**What needs to be done**
Return every line of the items below that contains the word "iron".

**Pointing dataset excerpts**
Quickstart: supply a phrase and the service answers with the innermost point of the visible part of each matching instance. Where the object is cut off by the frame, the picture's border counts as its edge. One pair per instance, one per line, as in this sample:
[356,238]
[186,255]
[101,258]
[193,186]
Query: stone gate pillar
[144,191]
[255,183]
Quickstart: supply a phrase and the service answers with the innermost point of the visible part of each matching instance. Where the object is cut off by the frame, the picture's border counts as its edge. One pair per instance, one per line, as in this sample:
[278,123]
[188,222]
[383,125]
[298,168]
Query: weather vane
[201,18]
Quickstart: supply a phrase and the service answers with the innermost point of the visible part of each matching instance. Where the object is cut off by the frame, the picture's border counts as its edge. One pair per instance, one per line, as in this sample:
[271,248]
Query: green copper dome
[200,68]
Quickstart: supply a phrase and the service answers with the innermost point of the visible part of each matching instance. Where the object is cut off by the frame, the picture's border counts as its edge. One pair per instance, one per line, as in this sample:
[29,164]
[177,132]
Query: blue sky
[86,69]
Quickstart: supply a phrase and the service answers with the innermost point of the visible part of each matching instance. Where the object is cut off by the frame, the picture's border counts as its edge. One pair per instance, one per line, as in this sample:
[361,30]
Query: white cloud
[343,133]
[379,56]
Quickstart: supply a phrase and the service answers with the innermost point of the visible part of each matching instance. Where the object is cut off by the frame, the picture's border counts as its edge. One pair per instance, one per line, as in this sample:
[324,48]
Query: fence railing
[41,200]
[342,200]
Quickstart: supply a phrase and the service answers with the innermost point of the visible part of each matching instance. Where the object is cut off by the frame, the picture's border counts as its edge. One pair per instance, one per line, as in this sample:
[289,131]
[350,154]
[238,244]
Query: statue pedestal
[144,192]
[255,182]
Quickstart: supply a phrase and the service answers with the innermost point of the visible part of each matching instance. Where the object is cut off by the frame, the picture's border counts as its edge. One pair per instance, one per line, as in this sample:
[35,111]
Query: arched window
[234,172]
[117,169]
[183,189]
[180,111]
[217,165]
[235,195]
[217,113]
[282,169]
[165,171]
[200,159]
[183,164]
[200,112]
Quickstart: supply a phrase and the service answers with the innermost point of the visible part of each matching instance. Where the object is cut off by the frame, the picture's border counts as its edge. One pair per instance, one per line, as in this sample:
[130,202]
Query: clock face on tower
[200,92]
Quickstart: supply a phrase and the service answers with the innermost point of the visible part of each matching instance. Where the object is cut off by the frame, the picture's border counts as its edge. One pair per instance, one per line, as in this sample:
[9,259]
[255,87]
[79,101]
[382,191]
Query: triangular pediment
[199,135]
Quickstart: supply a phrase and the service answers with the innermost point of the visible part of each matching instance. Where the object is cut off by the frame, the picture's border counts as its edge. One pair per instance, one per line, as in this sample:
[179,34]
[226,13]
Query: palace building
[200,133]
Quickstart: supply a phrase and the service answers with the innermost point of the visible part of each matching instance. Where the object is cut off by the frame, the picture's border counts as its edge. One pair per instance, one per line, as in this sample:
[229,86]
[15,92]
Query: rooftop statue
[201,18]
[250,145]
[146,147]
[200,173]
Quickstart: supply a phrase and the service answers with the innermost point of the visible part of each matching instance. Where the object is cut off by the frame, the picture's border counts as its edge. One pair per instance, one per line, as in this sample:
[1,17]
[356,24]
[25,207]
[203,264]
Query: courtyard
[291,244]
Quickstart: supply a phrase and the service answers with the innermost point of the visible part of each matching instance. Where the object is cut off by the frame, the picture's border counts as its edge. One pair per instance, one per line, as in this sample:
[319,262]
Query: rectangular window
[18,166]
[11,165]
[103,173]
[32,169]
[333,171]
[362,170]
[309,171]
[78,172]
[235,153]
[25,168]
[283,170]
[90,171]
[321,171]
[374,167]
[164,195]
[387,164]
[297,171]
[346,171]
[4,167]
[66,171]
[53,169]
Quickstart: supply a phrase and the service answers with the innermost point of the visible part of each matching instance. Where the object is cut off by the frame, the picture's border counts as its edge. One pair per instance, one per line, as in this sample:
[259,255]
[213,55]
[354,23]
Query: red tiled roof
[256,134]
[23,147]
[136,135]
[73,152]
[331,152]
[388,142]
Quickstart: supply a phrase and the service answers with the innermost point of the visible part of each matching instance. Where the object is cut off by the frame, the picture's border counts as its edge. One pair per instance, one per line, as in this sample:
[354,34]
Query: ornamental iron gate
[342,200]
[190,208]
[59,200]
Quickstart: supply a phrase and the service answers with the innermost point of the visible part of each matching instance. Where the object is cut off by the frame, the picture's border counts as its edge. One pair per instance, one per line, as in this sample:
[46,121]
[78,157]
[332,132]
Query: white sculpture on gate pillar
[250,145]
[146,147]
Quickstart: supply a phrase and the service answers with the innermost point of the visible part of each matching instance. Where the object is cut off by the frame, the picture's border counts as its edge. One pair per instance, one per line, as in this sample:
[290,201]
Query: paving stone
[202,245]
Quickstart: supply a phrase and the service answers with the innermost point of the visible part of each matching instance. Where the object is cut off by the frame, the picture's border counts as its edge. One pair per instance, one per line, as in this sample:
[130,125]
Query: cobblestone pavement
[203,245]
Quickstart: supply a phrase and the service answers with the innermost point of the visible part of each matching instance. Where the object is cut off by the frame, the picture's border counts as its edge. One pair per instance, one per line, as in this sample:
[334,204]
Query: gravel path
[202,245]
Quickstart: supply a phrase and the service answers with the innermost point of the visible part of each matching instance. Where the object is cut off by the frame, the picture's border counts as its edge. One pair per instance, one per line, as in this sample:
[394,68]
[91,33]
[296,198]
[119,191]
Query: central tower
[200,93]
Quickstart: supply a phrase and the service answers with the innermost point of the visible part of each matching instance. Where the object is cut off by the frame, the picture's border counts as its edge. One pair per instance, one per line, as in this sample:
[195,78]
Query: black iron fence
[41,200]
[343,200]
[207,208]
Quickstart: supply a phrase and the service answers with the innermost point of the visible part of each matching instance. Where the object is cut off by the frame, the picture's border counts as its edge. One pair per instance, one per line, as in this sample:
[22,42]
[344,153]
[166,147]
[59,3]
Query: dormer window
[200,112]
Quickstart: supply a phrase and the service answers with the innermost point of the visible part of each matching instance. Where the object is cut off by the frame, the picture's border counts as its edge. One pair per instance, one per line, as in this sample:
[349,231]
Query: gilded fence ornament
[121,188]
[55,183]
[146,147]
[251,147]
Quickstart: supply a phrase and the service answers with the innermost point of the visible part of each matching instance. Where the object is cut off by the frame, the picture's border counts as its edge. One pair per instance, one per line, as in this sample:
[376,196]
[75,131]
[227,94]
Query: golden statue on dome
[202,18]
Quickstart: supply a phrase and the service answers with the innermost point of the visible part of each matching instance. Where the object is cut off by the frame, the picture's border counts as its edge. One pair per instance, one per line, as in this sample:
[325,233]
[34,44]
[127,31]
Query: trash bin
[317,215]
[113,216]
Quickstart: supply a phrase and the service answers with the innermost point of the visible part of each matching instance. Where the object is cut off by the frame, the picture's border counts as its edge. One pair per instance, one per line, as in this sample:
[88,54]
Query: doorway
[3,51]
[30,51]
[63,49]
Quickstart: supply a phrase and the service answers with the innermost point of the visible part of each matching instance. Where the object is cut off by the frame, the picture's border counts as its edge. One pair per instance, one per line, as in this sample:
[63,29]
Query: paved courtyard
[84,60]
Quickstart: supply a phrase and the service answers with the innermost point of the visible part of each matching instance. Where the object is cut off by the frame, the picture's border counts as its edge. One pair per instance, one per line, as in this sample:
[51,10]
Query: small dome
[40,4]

**Response to this exercise**
Query: ornamental iron gate
Query: black iron fence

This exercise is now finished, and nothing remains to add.